▸ **ACTIVITY**: Each line containing the word "shallow" must be copied from the material below.

▸ **DATA FOR ANALYSIS**:
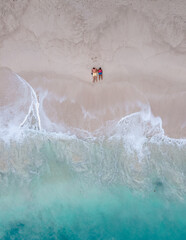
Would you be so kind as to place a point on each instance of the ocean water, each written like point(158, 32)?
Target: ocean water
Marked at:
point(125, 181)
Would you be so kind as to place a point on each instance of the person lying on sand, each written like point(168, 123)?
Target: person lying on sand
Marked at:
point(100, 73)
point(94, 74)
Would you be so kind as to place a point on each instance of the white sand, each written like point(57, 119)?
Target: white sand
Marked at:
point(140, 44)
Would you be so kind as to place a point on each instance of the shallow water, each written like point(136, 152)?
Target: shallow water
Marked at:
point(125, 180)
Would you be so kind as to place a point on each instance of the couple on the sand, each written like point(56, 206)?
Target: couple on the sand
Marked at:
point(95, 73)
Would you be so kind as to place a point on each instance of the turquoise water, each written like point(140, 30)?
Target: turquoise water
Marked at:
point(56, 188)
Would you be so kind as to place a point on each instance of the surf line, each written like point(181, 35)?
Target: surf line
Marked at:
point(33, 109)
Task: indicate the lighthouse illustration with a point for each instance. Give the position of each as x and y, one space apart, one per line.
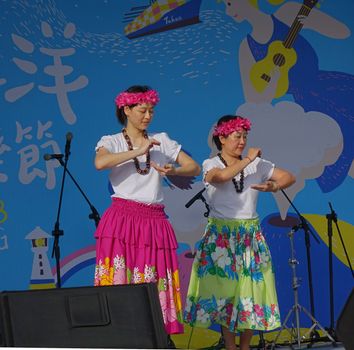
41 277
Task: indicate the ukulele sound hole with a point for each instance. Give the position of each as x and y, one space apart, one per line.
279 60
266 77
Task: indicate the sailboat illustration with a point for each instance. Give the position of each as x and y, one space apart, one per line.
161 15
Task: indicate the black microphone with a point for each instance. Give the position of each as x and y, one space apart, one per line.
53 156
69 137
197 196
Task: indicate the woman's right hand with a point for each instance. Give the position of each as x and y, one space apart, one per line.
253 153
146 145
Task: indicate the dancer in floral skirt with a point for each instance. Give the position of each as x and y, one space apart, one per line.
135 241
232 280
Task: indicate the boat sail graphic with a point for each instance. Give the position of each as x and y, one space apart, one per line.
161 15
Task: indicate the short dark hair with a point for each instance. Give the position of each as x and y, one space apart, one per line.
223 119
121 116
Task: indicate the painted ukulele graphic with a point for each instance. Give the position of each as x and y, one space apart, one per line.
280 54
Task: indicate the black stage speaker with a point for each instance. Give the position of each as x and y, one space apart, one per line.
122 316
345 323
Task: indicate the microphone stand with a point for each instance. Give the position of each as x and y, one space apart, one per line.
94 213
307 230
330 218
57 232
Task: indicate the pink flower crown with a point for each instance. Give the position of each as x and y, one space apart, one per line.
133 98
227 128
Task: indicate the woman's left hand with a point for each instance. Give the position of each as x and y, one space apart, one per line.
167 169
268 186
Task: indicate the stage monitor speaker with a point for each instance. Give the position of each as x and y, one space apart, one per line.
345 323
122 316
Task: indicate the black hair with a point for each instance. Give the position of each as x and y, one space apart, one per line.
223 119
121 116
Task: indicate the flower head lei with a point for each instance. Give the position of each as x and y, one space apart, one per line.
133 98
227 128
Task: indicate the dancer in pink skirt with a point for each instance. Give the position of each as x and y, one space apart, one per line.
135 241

▸ **RESPONSE AREA**:
Would you be so kind as to place a point on each instance of the shallow water, each written like point(136, 152)?
Target: shallow water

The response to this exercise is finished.